Exercise aim => Convert every line of the data below into a Markdown table with two columns, Row and Line. Put a running row number in Row and the line itself in Line, and skip blank lines.

Point placement records:

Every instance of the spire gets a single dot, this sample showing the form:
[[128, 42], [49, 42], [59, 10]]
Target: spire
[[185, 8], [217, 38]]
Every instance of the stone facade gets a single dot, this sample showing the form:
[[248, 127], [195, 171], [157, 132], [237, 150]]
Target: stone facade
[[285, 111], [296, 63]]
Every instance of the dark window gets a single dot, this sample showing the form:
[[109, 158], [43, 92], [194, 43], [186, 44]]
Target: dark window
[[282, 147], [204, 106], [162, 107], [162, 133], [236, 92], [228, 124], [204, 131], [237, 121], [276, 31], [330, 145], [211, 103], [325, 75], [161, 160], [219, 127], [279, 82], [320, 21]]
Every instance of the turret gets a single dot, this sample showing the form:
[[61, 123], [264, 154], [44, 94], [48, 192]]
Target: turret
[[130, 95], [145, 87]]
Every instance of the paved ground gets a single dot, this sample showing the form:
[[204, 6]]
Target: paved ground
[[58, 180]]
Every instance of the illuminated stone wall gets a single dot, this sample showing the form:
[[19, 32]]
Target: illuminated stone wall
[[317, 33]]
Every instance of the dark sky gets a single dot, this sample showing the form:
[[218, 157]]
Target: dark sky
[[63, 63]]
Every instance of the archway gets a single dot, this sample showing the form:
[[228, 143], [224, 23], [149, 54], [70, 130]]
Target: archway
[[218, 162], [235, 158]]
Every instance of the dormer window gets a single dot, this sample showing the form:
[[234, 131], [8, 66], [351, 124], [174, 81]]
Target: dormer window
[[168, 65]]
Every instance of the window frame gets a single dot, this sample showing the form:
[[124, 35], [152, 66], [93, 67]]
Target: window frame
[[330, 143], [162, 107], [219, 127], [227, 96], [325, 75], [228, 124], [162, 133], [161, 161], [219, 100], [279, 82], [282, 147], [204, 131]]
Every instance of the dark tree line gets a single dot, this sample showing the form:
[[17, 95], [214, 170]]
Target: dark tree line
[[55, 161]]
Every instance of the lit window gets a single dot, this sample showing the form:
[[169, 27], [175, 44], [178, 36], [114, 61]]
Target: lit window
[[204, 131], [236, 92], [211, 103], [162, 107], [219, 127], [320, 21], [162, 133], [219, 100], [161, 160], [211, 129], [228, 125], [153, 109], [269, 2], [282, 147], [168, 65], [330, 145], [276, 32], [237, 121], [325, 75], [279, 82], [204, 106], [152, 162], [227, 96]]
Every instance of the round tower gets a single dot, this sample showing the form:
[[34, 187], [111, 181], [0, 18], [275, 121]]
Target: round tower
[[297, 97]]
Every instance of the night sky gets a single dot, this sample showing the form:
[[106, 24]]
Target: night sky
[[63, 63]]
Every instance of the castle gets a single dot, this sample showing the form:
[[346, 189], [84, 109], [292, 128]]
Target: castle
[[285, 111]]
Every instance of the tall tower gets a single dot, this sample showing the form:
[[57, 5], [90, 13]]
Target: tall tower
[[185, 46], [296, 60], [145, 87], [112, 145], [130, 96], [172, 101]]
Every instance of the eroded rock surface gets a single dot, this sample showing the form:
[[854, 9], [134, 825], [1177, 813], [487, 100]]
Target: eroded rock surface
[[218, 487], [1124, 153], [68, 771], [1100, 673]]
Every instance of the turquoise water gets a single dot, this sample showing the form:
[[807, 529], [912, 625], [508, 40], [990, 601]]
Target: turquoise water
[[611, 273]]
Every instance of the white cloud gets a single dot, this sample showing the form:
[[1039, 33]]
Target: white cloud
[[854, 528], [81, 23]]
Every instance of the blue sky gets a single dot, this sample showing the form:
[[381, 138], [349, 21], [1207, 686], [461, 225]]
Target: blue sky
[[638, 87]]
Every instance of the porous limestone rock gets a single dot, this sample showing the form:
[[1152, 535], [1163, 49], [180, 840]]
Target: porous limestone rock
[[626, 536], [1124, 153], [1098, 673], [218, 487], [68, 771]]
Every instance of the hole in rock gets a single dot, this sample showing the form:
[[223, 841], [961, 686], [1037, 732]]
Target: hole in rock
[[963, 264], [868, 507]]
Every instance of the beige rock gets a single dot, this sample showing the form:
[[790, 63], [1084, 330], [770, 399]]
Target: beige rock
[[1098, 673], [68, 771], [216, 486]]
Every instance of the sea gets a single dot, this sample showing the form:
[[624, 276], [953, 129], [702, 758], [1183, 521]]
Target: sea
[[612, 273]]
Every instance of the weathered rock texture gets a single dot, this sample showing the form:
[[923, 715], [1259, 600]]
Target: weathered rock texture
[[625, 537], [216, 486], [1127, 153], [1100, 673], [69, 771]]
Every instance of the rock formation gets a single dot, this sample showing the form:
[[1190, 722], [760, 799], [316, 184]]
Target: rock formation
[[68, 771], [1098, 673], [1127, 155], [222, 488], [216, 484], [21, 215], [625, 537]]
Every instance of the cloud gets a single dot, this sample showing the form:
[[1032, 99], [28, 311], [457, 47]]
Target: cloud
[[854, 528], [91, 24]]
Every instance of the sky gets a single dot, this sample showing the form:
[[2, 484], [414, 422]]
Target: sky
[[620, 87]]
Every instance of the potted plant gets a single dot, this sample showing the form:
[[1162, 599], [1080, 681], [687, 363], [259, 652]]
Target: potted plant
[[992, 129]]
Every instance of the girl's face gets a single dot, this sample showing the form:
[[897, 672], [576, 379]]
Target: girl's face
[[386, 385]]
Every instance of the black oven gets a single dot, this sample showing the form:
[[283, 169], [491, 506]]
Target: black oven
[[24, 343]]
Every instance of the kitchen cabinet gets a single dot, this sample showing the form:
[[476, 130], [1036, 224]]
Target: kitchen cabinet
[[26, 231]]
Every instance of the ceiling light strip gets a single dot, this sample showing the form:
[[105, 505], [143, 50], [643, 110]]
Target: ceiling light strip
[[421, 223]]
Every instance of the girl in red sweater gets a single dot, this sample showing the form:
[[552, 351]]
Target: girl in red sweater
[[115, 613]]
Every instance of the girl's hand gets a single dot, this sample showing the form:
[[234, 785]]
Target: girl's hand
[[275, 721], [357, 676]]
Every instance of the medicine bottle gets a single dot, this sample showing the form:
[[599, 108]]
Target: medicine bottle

Correct result =>
| Row | Line |
|---|---|
| 1 | Every instance of the spire gets a single dot, this sample showing the form: |
| 2 | [[128, 42], [49, 42], [59, 10]] |
| 3 | Target: spire |
| 4 | [[185, 8], [217, 38]] |
| 5 | Every instance of the stone facade gets a single dot, this sample showing the form: |
| 6 | [[248, 127], [195, 171], [157, 132], [237, 150]] |
| 7 | Target: stone facade |
| 8 | [[285, 111], [296, 63]] |
| 9 | Every instance of the dark window gets a single dot, this sample showing the form: |
| 10 | [[109, 158], [43, 92], [194, 43], [186, 44]] |
| 11 | Target: dark window |
| 12 | [[282, 147], [204, 106], [162, 107], [162, 133], [236, 92], [228, 124], [204, 131], [237, 121], [276, 31], [330, 145], [211, 103], [325, 75], [161, 160], [219, 127], [279, 82], [320, 21]] |
| 13 | Every instance of the turret gets a single dot, this sample showing the form: |
| 14 | [[61, 123], [264, 154], [44, 94], [48, 192]] |
| 15 | Target: turret |
| 16 | [[130, 95], [145, 87]] |
| 17 | Every instance of the paved ground gets a single dot, this sample showing the form: |
| 18 | [[204, 6]] |
| 19 | Target: paved ground |
| 20 | [[58, 180]] |
| 21 | Every instance of the illuminated stone wall gets a single dot, this sample showing the form: |
| 22 | [[19, 32]] |
| 23 | Target: illuminated stone wall |
| 24 | [[317, 33]] |
| 25 | Every instance of the dark sky gets a single dot, this sample showing the form: |
| 26 | [[218, 157]] |
| 27 | Target: dark sky |
| 28 | [[63, 63]] |
| 29 | Every instance of the archway gets a single dot, this sample showing the form: |
| 30 | [[228, 143], [224, 23], [149, 54], [70, 130]] |
| 31 | Target: archway |
| 32 | [[218, 162], [235, 158]] |
| 33 | Every instance of the dormer window gets a single dot, this sample showing the form: |
| 34 | [[234, 131], [8, 66], [351, 124], [174, 81]] |
| 35 | Target: dormer window |
| 36 | [[168, 65]] |
| 37 | Every instance of the window frame gets a single dot, this sample showing the form: |
| 38 | [[124, 35], [152, 66], [93, 67]] |
| 39 | Target: window frame |
| 40 | [[330, 143], [162, 107], [219, 127], [227, 96], [325, 75], [228, 124], [162, 133], [161, 161], [219, 100], [279, 82], [282, 147], [204, 131]] |
| 41 | Every instance of the dark tree line gets a single dot, this sample showing the form: |
| 42 | [[17, 95], [214, 170]] |
| 43 | Target: dark tree line |
| 44 | [[55, 161]] |
| 45 | Every instance of the lit window gets a single dot, this sample showing the form: |
| 46 | [[169, 27], [175, 44], [178, 36], [114, 61]] |
| 47 | Target: lit window |
| 48 | [[204, 131], [236, 92], [211, 103], [162, 107], [219, 127], [320, 21], [162, 133], [219, 100], [161, 160], [211, 129], [228, 125], [153, 109], [269, 2], [282, 147], [168, 65], [330, 145], [276, 32], [237, 121], [325, 75], [279, 82], [204, 106], [152, 162], [227, 96]] |
| 49 | Every instance of the round tower gets a single dot, this sample showing the form: |
| 50 | [[34, 187], [111, 181], [0, 18], [275, 121]] |
| 51 | Target: round tower |
| 52 | [[297, 97]] |
| 53 | Every instance of the night sky gets a single dot, this sample showing the form: |
| 54 | [[106, 24]] |
| 55 | Target: night sky |
| 56 | [[63, 63]] |
| 57 | Every instance of the castle gets a single dot, this sample showing the form: |
| 58 | [[346, 189], [84, 109], [292, 128]] |
| 59 | Target: castle |
| 60 | [[285, 111]] |
| 61 | Every instance of the tall tower gets a single dot, this sample showing the form: |
| 62 | [[57, 5], [90, 13]] |
| 63 | Target: tall tower |
| 64 | [[185, 46], [296, 60], [145, 87], [112, 145], [130, 96], [172, 101]] |
| 65 | Every instance of the eroded rock surface gets a single dot, this sample showing the form: |
| 66 | [[854, 9], [134, 825], [1177, 813], [487, 100]] |
| 67 | Target: eroded rock surface |
| 68 | [[218, 487], [1124, 153], [68, 771], [1100, 673]] |
| 69 | Every instance of the turquoise water gets a single dot, this sample showing the form: |
| 70 | [[807, 529], [912, 625], [508, 40], [990, 601]] |
| 71 | Target: turquoise water |
| 72 | [[611, 273]] |
| 73 | Every instance of the white cloud gets a single dot, this sample showing the form: |
| 74 | [[1039, 33]] |
| 75 | Target: white cloud |
| 76 | [[854, 528], [81, 23]] |
| 77 | Every instance of the blue sky gets a single dot, this sample showing the form: |
| 78 | [[381, 138], [349, 21], [1207, 686], [461, 225]] |
| 79 | Target: blue sky |
| 80 | [[638, 87]] |
| 81 | Every instance of the porous limestone rock gets a single dot, this sample showing the form: |
| 82 | [[1152, 535], [1163, 49], [180, 840]] |
| 83 | Target: porous limestone rock |
| 84 | [[626, 536], [1124, 153], [1098, 673], [218, 487], [68, 771]] |
| 85 | Every instance of the hole in rock gets a single dot, this sample showing the form: |
| 86 | [[223, 841], [961, 686], [1037, 732]] |
| 87 | Target: hole in rock |
| 88 | [[963, 264], [868, 507]] |
| 89 | Every instance of the beige rock gets a single dot, this sample showing the form: |
| 90 | [[790, 63], [1084, 330], [770, 399]] |
| 91 | Target: beige rock |
| 92 | [[1098, 673], [68, 771], [216, 486]] |
| 93 | Every instance of the sea gets a single dot, this sample showing the form: |
| 94 | [[624, 276], [953, 129], [702, 758], [1183, 521]] |
| 95 | Target: sea |
| 96 | [[612, 273]] |
| 97 | Every instance of the weathered rock texture gets a single dot, this sample showing the form: |
| 98 | [[923, 715], [1259, 600]] |
| 99 | Target: weathered rock texture |
| 100 | [[625, 537], [216, 486], [1127, 153], [1100, 673], [69, 771]] |
| 101 | Every instance of the rock formation gets a single dot, this sample showing the form: |
| 102 | [[1190, 722], [760, 799], [316, 184]] |
| 103 | Target: rock formation |
| 104 | [[68, 771], [1098, 673], [1127, 155], [222, 488], [216, 484], [21, 215], [625, 537]] |
| 105 | Every instance of the cloud gets a single dot, this sample showing the form: |
| 106 | [[1032, 99], [28, 311], [457, 47]] |
| 107 | Target: cloud |
| 108 | [[854, 528], [91, 24]] |
| 109 | Every instance of the sky gets a single dot, this sample showing the form: |
| 110 | [[2, 484], [414, 422]] |
| 111 | Target: sky |
| 112 | [[620, 87]] |
| 113 | Every instance of the potted plant gets a single dot, this sample showing the form: |
| 114 | [[1162, 599], [1080, 681], [687, 363], [259, 652]] |
| 115 | Target: potted plant |
| 116 | [[992, 129]] |
| 117 | Every instance of the girl's face gets a single dot, this sample showing the form: |
| 118 | [[897, 672], [576, 379]] |
| 119 | Target: girl's face |
| 120 | [[386, 385]] |
| 121 | Every instance of the black oven gets a single dot, this sample showing the form: |
| 122 | [[283, 169], [491, 506]] |
| 123 | Target: black oven |
| 124 | [[24, 343]] |
| 125 | Every instance of the kitchen cabinet gets a single dot, this sample showing the form: |
| 126 | [[476, 130], [1036, 224]] |
| 127 | Target: kitchen cabinet |
| 128 | [[26, 231]] |
| 129 | Every instance of the ceiling light strip gets a single dot, this sample showing the form: |
| 130 | [[105, 505], [143, 50], [643, 110]] |
| 131 | Target: ceiling light strip |
| 132 | [[421, 223]] |
| 133 | Every instance of the girl in red sweater gets a single dot, this sample showing the form: |
| 134 | [[552, 351]] |
| 135 | Target: girl in red sweater |
| 136 | [[115, 613]] |
| 137 | Every instance of the girl's hand gets a single dot, this sample showing the form: |
| 138 | [[234, 785]] |
| 139 | Target: girl's hand |
| 140 | [[275, 721], [357, 676]] |
| 141 | Every instance of the medicine bottle gets a single dot, this sample showing the form: |
| 142 | [[599, 108]] |
| 143 | Target: medicine bottle |